Jadi selama covid, apa benar Bobung lumpuh, mati kerajinannya? Sebenarnya dibilang mati tidak tepat ya, pengrajin selalu berkarya. Bobung sebagai Desa Wisata, di sini ada paket wisata. Saat covid jangankan berhubungan dengan orang luar, berhubungan dengan saudara saja dibatasi. Wajar Bobung sepi karena tamu turis tidak ada. Tetapi kalau dibilang Bobung mati itu tidak tepat karena tetap ada karya. Untuk produk topeng memang hamper semua off tapi untuk produk lain tetap ada, meski tidak sebanyak yang dulu sebelum covid. Dan kita akui banyak sekali penurunan. Pesanan pesanan juga dicancel. Tetapi tetap ada produk, ada karya karena ada inovasi baru. Kalau mau tetap ada pesanan, ada strateginya.
Strateginya? Ada 2 hal. Kalau yang biasa produksinya hanya topeng, patung pada waktu covid memang total berhenti. Tapi kalau produknya itu yang fungsional saat covid dengan melihat situasi dan kondisi, saat covid buat produknya seperti apa, yang fungsional. Pertama banyak orang orang di rumah, seperti yang saya lakukan bikin produk untuk tempat hp, untuk yang dikantor atau dirumah aku buat semacam alat yang mereka anggap safety, cantolan pintu. Atau produk lain selain topeng. Jadi selama covid saya tetap bisa berkarya dan ada masukan. bahkan orang-orang heran saya masih saja kerja, dan menghasilkan. Jadi ada bedanya kalau yang mereka tetap tradisional dengan topeng saja itu betul-betul jeglek karena hanya mengandalkan itu. Tapi kalau yang sudah biasa membuat inovasi baru, masih bisa bertahan meskipun covid. Itu strateginya.

**YANG DIMINTA**
Salin bagian teks tentang kerajinan Bobung selama covid antara "Jadi selama covid, apa" dan "pesanan, ada strateginya.", termasuk kedua batas itu.

**DATA TINJAUAN**
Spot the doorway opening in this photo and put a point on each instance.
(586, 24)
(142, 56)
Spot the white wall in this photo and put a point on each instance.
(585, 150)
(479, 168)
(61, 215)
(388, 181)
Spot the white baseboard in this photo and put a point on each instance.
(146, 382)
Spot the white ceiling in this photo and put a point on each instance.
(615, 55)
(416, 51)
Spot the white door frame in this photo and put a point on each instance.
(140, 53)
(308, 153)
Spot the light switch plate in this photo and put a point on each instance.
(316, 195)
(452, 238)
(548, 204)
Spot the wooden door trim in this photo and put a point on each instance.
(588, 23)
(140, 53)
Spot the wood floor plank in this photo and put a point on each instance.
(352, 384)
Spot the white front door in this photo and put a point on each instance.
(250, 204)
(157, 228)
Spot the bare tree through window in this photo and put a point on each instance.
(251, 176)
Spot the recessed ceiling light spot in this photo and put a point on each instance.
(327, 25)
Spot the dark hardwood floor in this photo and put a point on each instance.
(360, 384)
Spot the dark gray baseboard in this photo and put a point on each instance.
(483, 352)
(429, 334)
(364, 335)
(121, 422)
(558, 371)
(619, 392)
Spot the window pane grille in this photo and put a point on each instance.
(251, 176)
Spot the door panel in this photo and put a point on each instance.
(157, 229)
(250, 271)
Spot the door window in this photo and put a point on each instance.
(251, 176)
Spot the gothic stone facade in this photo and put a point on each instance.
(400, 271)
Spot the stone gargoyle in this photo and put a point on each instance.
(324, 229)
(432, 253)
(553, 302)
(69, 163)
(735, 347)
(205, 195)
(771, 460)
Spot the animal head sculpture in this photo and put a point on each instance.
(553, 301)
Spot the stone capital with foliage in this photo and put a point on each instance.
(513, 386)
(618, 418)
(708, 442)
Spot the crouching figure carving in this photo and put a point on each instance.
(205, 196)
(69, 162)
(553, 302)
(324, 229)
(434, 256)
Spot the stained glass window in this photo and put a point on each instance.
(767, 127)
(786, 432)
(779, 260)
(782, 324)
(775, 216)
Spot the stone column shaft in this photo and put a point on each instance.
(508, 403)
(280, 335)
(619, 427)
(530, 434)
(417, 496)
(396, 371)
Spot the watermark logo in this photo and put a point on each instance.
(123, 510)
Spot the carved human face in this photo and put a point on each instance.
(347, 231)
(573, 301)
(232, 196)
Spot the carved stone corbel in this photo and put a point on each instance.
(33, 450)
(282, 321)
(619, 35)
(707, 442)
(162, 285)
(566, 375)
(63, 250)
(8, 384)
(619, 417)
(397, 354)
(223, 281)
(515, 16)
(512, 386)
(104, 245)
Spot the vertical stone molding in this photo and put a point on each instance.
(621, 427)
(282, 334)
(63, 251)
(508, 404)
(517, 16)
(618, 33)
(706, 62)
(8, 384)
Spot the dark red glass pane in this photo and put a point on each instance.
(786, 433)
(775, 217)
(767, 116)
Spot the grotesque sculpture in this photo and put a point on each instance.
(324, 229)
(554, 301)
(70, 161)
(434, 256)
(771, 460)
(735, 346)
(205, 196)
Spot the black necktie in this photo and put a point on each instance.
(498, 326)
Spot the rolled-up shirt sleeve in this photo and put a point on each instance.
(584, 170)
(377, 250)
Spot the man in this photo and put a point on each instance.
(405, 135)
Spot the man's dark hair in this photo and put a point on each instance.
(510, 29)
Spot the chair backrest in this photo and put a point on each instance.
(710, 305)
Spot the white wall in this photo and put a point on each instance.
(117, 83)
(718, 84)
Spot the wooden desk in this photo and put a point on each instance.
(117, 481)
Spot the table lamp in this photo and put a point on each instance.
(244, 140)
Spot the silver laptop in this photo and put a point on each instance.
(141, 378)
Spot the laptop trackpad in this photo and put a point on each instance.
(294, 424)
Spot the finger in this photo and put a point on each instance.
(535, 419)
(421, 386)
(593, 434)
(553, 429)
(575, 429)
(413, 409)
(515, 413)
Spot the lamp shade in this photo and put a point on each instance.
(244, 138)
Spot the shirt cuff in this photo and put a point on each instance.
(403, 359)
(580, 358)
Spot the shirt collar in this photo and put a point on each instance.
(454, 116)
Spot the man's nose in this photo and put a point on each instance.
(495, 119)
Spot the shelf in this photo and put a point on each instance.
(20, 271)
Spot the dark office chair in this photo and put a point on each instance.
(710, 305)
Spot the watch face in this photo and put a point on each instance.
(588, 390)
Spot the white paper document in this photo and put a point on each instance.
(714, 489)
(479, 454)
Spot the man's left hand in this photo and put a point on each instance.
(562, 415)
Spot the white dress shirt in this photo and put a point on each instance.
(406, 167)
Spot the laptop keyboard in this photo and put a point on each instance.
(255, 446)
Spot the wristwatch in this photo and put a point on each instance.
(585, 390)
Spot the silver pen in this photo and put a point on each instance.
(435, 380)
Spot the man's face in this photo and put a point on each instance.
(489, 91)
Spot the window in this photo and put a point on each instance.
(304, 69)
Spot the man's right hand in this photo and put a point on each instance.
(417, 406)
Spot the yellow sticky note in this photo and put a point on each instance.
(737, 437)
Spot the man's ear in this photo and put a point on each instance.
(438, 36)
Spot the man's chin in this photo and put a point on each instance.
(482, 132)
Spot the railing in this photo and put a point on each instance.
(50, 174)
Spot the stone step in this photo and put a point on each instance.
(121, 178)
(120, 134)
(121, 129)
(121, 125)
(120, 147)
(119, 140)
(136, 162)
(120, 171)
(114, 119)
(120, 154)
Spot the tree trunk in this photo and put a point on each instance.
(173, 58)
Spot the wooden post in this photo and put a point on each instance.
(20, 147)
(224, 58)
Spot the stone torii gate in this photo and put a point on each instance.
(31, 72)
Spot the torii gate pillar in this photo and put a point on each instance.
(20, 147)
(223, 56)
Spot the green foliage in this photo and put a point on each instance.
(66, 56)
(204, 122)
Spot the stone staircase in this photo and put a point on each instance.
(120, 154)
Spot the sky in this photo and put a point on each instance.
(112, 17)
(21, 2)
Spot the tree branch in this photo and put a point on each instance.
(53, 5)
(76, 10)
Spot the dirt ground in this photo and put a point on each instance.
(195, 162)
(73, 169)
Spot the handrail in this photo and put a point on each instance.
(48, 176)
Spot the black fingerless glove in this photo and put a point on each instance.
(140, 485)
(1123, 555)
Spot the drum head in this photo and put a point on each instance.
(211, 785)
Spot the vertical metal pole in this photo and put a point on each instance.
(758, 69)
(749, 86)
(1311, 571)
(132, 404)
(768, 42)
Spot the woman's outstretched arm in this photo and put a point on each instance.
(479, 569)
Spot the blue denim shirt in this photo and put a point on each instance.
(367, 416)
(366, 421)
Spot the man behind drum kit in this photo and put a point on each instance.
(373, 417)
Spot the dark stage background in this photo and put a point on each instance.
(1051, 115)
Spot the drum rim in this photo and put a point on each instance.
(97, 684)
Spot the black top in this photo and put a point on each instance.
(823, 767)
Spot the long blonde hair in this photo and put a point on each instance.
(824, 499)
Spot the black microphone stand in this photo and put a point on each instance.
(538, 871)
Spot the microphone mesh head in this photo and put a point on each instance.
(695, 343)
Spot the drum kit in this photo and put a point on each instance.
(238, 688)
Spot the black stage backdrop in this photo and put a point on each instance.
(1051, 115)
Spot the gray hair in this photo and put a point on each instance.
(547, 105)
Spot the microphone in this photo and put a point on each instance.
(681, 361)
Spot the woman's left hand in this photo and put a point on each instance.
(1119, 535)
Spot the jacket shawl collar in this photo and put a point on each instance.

**JAWABAN LATIHAN**
Jadi selama covid, apa benar Bobung lumpuh, mati kerajinannya? Sebenarnya dibilang mati tidak tepat ya, pengrajin selalu berkarya. Bobung sebagai Desa Wisata, di sini ada paket wisata. Saat covid jangankan berhubungan dengan orang luar, berhubungan dengan saudara saja dibatasi. Wajar Bobung sepi karena tamu turis tidak ada. Tetapi kalau dibilang Bobung mati itu tidak tepat karena tetap ada karya. Untuk produk topeng memang hamper semua off tapi untuk produk lain tetap ada, meski tidak sebanyak yang dulu sebelum covid. Dan kita akui banyak sekali penurunan. Pesanan pesanan juga dicancel. Tetapi tetap ada produk, ada karya karena ada inovasi baru. Kalau mau tetap ada pesanan, ada strateginya.